• _Exercise passage_
-*-*-

Just watched the Nature episode “Born Wild: The First Days of Life”, and got a dangerously large number of ideas for an artificial life simulation.
Here are (some of) the forces that seem to be in play:
- Food and energy affect all aspects of birthing strategies. All these make it more likely at least some young will survive, but take energy in return:
- Producing more than one fetus.
- Long gestation periods.
- Making yolk inside eggs.
- Producing milk.
- If you're not top of the food chain, your babies need to be born ready to run. A longer gestational period is in order.
- A baby can be left to fend for itself, if it's born smart enough to find food. This means no milk production or babysitting, but probably also means longer gestation.
- Birds let the strongest infant feed first - it's most likely to survive. The others get the scraps and if they live too, great. Sometimes the strongest sibling kills the weaker ones. Sometimes the parents themselves do.

-*-*-

• _Data extract_

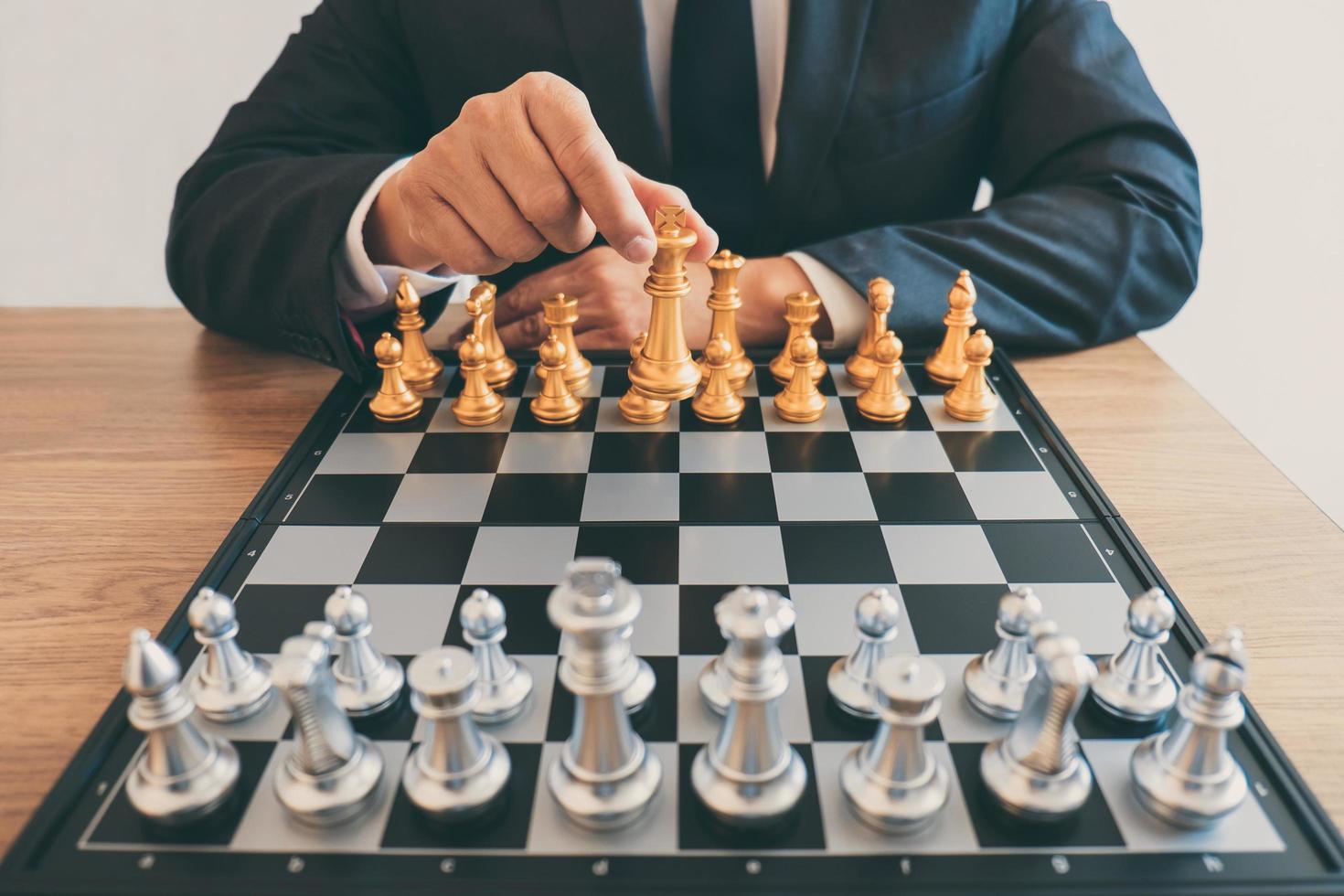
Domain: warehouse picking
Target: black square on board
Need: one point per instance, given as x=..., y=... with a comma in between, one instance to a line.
x=418, y=554
x=728, y=497
x=349, y=498
x=821, y=554
x=1044, y=552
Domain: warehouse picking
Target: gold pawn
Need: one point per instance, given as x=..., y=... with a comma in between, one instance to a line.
x=635, y=407
x=477, y=403
x=420, y=367
x=883, y=400
x=801, y=400
x=395, y=402
x=948, y=364
x=725, y=301
x=971, y=400
x=801, y=311
x=562, y=314
x=500, y=368
x=860, y=367
x=718, y=402
x=557, y=404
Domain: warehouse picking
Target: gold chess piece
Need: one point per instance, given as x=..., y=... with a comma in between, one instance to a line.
x=557, y=404
x=634, y=406
x=500, y=368
x=718, y=402
x=725, y=303
x=883, y=400
x=395, y=402
x=664, y=368
x=477, y=403
x=801, y=400
x=420, y=367
x=562, y=314
x=971, y=400
x=801, y=311
x=948, y=364
x=860, y=367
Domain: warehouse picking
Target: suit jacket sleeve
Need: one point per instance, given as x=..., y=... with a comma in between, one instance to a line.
x=1094, y=229
x=254, y=243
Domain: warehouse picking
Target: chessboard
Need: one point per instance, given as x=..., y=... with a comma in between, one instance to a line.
x=946, y=515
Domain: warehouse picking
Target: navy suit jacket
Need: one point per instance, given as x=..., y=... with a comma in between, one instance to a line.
x=891, y=113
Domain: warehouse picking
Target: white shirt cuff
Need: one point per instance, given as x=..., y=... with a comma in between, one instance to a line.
x=368, y=291
x=847, y=309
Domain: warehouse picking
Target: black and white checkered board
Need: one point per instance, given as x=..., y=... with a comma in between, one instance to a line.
x=945, y=513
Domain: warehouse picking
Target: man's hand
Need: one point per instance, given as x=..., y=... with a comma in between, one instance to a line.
x=517, y=169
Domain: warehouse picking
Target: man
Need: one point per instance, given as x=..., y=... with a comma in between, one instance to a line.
x=827, y=140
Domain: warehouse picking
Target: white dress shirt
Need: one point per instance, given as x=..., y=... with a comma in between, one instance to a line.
x=368, y=293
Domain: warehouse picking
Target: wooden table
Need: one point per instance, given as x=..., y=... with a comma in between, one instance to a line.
x=132, y=440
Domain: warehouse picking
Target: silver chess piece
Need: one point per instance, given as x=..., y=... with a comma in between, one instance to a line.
x=1186, y=775
x=183, y=774
x=851, y=677
x=456, y=772
x=892, y=782
x=1038, y=772
x=504, y=684
x=332, y=774
x=231, y=684
x=368, y=681
x=605, y=775
x=1133, y=684
x=997, y=681
x=750, y=775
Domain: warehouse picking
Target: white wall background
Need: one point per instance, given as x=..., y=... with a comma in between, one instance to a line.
x=105, y=102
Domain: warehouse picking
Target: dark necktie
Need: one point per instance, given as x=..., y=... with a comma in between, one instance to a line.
x=715, y=117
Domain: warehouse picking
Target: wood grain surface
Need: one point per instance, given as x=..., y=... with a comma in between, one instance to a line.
x=132, y=440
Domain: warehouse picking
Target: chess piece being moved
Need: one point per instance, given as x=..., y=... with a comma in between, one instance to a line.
x=1186, y=775
x=477, y=403
x=860, y=367
x=500, y=368
x=562, y=314
x=801, y=311
x=420, y=367
x=664, y=368
x=183, y=774
x=723, y=305
x=395, y=402
x=801, y=400
x=892, y=782
x=635, y=407
x=231, y=684
x=457, y=772
x=883, y=400
x=1133, y=686
x=971, y=400
x=557, y=404
x=948, y=364
x=717, y=402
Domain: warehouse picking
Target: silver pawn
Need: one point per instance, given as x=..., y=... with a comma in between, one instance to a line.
x=750, y=775
x=605, y=775
x=1186, y=775
x=183, y=773
x=1038, y=772
x=892, y=782
x=851, y=677
x=368, y=681
x=997, y=681
x=504, y=684
x=231, y=684
x=1132, y=684
x=334, y=773
x=457, y=772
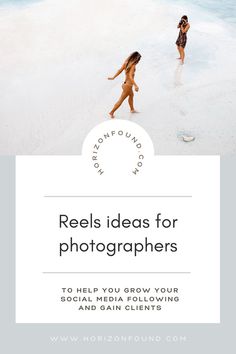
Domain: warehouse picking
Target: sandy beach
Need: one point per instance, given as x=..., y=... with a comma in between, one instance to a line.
x=56, y=56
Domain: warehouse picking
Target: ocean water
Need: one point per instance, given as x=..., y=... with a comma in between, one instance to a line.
x=56, y=63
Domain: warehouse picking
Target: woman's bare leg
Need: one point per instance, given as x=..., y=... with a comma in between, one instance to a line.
x=123, y=96
x=131, y=101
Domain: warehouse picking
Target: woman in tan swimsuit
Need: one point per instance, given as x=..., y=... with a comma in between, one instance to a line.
x=129, y=67
x=182, y=38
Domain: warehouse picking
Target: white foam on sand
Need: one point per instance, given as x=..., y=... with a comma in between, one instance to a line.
x=56, y=56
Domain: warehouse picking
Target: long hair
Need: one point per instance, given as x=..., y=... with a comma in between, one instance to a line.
x=133, y=59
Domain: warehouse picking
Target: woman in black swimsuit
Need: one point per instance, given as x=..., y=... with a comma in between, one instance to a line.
x=182, y=38
x=129, y=67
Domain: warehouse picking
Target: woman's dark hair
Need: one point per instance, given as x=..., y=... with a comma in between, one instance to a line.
x=133, y=59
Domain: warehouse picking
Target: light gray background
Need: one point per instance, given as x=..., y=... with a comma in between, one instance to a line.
x=35, y=338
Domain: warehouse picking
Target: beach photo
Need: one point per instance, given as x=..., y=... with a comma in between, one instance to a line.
x=68, y=65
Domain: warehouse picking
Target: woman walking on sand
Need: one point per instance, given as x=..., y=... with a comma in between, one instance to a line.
x=129, y=67
x=182, y=38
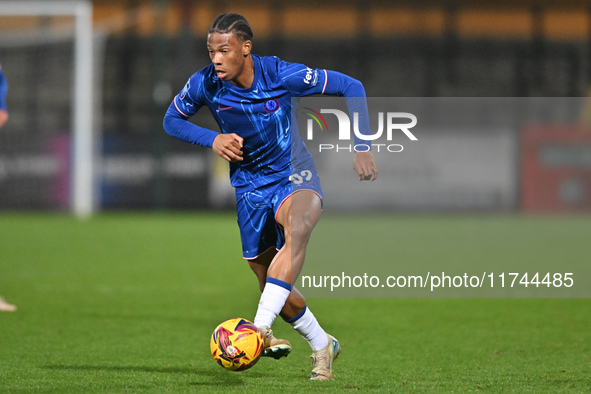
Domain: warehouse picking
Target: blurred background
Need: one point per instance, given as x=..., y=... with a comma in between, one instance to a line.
x=143, y=52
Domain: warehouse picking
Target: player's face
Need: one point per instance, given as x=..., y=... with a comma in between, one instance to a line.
x=230, y=55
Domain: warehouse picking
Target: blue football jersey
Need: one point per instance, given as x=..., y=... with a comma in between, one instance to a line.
x=260, y=114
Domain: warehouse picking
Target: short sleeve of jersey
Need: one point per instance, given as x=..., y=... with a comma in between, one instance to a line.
x=301, y=80
x=188, y=102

-*-*-

• _Your assignment_
Continue the notes on animal birthing strategies for an artificial life simulation, picking up after the last point about birds letting the strongest infant feed first.

• _Answer box_
- If the father stays to help, it brings extra food energy into the equation - he feeds the kids or sometimes the mother. Sometimes this means bigger litters, or in the case of emperor penguins, it simply means survival.
- Sometimes the mother herself is the food energy - one species of spider willingly lets the babies eat her alive.
- For males, killing the cubs of your rivals is a good way to get their harems ready to mate with you. Of course, you have to prove your genetic superiority by fighting off the father first.
- Social animals help defend each others' young, IF they're from the same father. Children from other groups get attacked, though.